Instruction
Reproduce the material below verbatim, preserving every line without alteration.
>> start
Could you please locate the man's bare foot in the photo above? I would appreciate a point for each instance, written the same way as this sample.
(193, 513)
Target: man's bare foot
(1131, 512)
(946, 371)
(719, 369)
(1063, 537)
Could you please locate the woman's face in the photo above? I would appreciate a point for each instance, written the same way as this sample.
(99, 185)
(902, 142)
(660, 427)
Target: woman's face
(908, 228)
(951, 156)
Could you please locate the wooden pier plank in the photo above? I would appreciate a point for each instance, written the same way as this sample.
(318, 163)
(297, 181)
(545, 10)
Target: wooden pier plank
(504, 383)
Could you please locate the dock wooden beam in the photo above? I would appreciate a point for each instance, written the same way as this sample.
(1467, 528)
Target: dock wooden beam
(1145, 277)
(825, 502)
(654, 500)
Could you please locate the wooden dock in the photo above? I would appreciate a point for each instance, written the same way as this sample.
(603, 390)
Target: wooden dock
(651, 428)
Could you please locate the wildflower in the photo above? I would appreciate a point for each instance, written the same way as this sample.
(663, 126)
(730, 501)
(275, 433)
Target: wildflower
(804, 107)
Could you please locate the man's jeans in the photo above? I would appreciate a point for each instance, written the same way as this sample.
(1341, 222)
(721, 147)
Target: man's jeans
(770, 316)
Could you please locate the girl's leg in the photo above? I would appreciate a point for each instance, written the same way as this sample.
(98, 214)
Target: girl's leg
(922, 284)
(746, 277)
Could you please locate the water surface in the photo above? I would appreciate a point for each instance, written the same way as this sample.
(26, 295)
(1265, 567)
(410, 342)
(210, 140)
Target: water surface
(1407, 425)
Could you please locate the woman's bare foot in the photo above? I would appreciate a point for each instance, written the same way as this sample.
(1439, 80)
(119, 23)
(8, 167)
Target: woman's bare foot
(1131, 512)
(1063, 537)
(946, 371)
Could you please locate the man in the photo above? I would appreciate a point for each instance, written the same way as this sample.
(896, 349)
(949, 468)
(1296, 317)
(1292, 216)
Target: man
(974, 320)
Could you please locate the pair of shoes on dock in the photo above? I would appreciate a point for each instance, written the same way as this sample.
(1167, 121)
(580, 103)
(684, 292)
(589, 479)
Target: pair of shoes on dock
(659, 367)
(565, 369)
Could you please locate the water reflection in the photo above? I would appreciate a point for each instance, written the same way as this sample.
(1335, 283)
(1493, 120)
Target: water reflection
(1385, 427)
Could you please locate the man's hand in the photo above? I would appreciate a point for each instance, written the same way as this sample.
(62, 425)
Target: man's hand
>> end
Response to this task
Could you please locate the man's bare foot in the photo above? I would appreciate a point for each instance, written the same way as this sample.
(193, 513)
Target: man's bare foot
(1131, 512)
(946, 371)
(719, 369)
(1063, 537)
Could you please locate the woman's face in the photo above? I would appreciate a point for each instance, written the same way as this sample.
(99, 185)
(902, 142)
(660, 427)
Target: woman's face
(908, 228)
(951, 156)
Could you please locate the wooden pier plank in the photo above? I would appreciate a point for each instance, written the same way as this sample.
(318, 163)
(297, 181)
(545, 10)
Target: wooden pier plank
(504, 383)
Could you please locate the dock wooden beam in the photo above? I would appreciate a point for each instance, written the same way as this sample.
(1467, 528)
Target: dock wooden beam
(1145, 277)
(825, 502)
(654, 500)
Could you please locate the wooden dock in the photo above? I would appreciate a point for each instance, written the same way as this sample.
(603, 390)
Target: wooden dock
(651, 428)
Could you please locate the wildflower in the photo above? I would appreciate a point for each instance, written the same way as this sample.
(663, 126)
(730, 501)
(275, 433)
Target: wildflower
(804, 107)
Could you please locate the man's jeans in the photo above? I would appreciate a point for each instance, written the same way as this sample.
(1341, 222)
(721, 147)
Target: man's jeans
(770, 316)
Could you please locate the girl's leg in the photo above? I would appreciate a point for each instance, written the same way as this sample.
(98, 214)
Target: girl's leg
(922, 284)
(746, 277)
Could you please locate the water surface in the photo above? I would appreciate a point for each instance, written the same way as this sample.
(26, 295)
(1265, 567)
(410, 342)
(210, 140)
Target: water surface
(1407, 425)
Could you please locate the woman's bare foot in the photo above? I would appreciate a point for each instance, written the same way as this sample.
(1439, 80)
(119, 23)
(8, 167)
Target: woman's bare foot
(1131, 512)
(1063, 537)
(946, 371)
Could you please locate the man in the photo above? I would appreciate a point for each instance, written the same way as this sample.
(896, 349)
(949, 468)
(1296, 317)
(1292, 216)
Target: man
(974, 320)
Could you please locate the pair of shoes on dock in the photo above? I would appreciate a point for each instance, written the same way as this sample.
(1167, 121)
(580, 103)
(684, 292)
(589, 479)
Target: pair of shoes on dock
(659, 367)
(565, 369)
Could you please locate the water reflection in the photo above? I would appreciate a point for each instance, written the same way as this sample.
(1335, 283)
(1493, 120)
Target: water reflection
(1385, 427)
Could you please locate the man's hand in the photo above? I would appreciate a point for each instance, written the same way as this sample.
(62, 425)
Target: man's hand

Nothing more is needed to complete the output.